- **PASSAGE**
ML: Then who determines whose images become essential. It’s a war of persuasion, of propaganda—basically a culture war, which also targets science, women’s choices, and LGBT issues.

DG: Look, American art was subsidized during the Cold War as a battering ram to showa dynamic, heroic image. Jackson Pollock was like a genius. People living under Communist rule didn’t want to look at programmed revolutionary art. The American government had a stake in art criticism because the critic’s words became icons of freedom. And there’s always been social warfare going on around different identities.

ML: Let’s talk about who the critics are in the United States, what’s their position, what is meaningful and what is not. Take Donald Kuspit.

DG: Well, Kuspit is one of the major critics out there, and he fights his corner, and he is an old-timer now, but he is perhaps the most critical person on the art scene. He takes his cue from a kind of European thinking. Kuspit has strongly attacked some of the leaders in the American avant-garde, on academic and philosophical terms.

- **WHAT THIS EXERCISE ASKS**
1) According to the interview, why did the American government have a stake in art criticism? Answer in one to three sentences.
2) Copy the interview's text between "ML: Let’s talk" and "and philosophical terms.", inclusive.
The records have no connection to the interview.

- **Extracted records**

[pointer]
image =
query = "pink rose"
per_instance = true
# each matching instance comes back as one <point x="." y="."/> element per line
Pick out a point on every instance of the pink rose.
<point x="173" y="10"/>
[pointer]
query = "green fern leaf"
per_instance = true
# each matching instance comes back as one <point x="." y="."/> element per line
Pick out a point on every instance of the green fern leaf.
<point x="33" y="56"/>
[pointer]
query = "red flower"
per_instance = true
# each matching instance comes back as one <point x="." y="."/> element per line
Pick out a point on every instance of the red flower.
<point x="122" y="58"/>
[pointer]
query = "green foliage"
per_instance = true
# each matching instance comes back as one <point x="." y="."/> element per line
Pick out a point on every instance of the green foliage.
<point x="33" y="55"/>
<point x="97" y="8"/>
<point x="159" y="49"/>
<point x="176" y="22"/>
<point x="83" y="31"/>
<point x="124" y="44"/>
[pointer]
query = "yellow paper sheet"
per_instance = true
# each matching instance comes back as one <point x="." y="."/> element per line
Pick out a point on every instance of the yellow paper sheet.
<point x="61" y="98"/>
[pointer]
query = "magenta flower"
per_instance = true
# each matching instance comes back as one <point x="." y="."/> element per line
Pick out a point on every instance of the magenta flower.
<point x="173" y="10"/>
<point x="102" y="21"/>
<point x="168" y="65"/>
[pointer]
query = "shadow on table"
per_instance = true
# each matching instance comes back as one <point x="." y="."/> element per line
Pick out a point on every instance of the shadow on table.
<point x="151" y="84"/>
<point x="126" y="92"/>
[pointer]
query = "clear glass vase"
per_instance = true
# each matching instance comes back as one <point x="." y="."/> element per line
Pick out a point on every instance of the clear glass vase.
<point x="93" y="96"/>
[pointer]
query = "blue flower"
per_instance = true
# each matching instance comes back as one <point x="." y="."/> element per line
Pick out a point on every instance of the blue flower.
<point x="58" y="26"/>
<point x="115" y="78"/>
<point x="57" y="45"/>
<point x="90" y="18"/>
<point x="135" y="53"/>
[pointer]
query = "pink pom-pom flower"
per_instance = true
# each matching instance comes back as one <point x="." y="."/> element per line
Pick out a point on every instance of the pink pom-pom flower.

- **ANSWERS TO THE EXERCISES**
1) The American government had a stake in art criticism because the critic's words became icons of freedom. During the Cold War, American art was subsidized as a battering ram to show a dynamic, heroic image.

2)
ML: Let’s talk about who the critics are in the United States, what’s their position, what is meaningful and what is not. Take Donald Kuspit.

DG: Well, Kuspit is one of the major critics out there, and he fights his corner, and he is an old-timer now, but he is perhaps the most critical person on the art scene. He takes his cue from a kind of European thinking. Kuspit has strongly attacked some of the leaders in the American avant-garde, on academic and philosophical terms.